PROMPT: Will you output all of the data below exactly, omitting the images?

Dataset rows on where objects appear:
"""
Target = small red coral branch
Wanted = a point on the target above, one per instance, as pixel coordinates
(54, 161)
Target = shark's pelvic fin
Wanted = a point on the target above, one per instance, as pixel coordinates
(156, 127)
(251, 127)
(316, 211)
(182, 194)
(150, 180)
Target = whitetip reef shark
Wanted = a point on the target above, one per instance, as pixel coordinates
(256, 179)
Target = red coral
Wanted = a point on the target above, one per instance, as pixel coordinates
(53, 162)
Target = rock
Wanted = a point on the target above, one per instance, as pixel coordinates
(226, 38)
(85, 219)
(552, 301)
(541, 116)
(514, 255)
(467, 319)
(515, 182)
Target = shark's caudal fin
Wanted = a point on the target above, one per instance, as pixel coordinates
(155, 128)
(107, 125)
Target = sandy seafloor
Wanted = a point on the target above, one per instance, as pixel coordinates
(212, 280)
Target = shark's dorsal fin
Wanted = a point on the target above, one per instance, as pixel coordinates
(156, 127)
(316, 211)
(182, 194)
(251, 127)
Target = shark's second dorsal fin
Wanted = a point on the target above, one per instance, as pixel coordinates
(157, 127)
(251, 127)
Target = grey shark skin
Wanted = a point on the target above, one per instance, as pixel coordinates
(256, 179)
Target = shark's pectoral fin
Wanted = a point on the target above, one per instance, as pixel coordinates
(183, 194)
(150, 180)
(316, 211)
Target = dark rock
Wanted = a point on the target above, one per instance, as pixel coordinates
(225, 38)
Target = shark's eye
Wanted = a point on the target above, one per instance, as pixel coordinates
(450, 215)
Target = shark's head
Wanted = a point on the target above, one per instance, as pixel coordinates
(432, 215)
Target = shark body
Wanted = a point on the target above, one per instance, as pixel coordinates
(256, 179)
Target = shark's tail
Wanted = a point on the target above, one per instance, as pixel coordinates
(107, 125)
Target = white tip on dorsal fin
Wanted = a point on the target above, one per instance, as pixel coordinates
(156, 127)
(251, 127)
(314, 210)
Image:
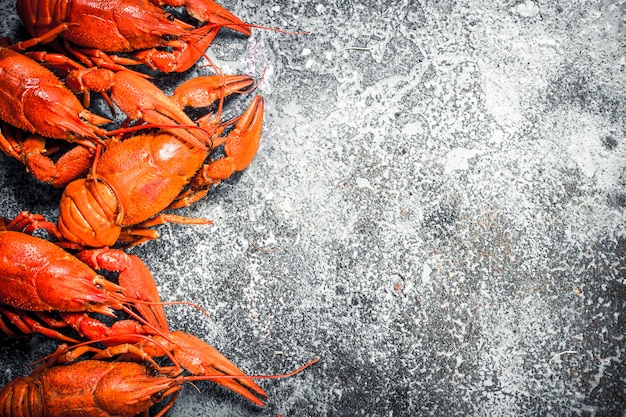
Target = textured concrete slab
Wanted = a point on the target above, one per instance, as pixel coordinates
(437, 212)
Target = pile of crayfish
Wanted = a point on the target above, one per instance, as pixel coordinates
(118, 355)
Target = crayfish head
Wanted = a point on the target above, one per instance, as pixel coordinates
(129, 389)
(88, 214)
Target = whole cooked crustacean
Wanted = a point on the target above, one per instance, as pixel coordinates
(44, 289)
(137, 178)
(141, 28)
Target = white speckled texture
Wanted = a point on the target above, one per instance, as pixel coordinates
"""
SOLVED EXERCISE:
Target = small red coral branch
Wanted = a point on the target above, one per instance, as pixel coordinates
(54, 161)
Target = shark's pelvic fin
Wanted = a point on the target above, one per instance, as pixel coordinates
(156, 127)
(251, 127)
(316, 211)
(182, 194)
(150, 180)
Target = whitetip reef shark
Wanted = a point on the target above, one per instance, as pixel coordinates
(256, 179)
Target = red coral
Wanted = a point on the target above, one per instance, as pixel coordinates
(53, 162)
Target = rock
Wanted = a point on the target above, one per instance, as pixel coordinates
(226, 38)
(85, 219)
(552, 301)
(541, 116)
(514, 255)
(467, 319)
(515, 182)
Target = shark's caudal fin
Wanted = a point on the target above, one per instance, as pixel coordinates
(155, 128)
(107, 125)
Target = sandy seafloor
Wanted = a point on the target above, one per instance, as pixel coordinates
(212, 280)
Target = shark's dorsal fin
Wanted = a point on the target above, one per instance, as pixel coordinates
(156, 127)
(316, 211)
(182, 194)
(251, 127)
Target = shark's second dorsal fin
Wanted = a point on the target above, one per instance, as pixel coordinates
(157, 127)
(251, 127)
Target = grey shark skin
Wanted = a point on the target above, one per instance, as pixel coordinates
(256, 179)
Target = shark's pectoral fin
Wanted = a point on the target above, one per instance, as pixel coordinates
(183, 194)
(150, 180)
(316, 211)
Target = dark rock
Wanted = a point on the target above, one per instance, as pixel coordinates
(225, 38)
Target = shark's eye
Wanted = a point on the target above, one per instance, as pixel coordinates
(450, 215)
Target = shark's head
Wanted = a point on the target above, one per instance, as pixel coordinates
(432, 215)
Target = shark body
Wanted = a point on the target above, one per instance, as pixel coordinates
(256, 179)
Target = shark's tail
Wanted = a point on the target above, one per instance, as pixel coordinates
(107, 125)
Target = white tip on dorsal fin
Wanted = a point on the target above, one per instance, as pixel coordinates
(156, 127)
(251, 127)
(314, 210)
Image:
Target = textured concrete slab
Wanted = a point on the target above, one per instance, as pixel coordinates
(437, 212)
Target = pile of crayfish
Wanted = a point on the target above, one per instance, as pixel coordinates
(118, 355)
Target = crayfish head
Wanted = a point on the target above, one per instance, as pixel coordinates
(129, 389)
(88, 214)
Target = whole cooked crustacean
Wanted = a point on the target above, one per instance, as pixel coordinates
(44, 289)
(137, 178)
(141, 28)
Target = white speckled texture
Wanted = a point on the target above, one per instance, as pixel coordinates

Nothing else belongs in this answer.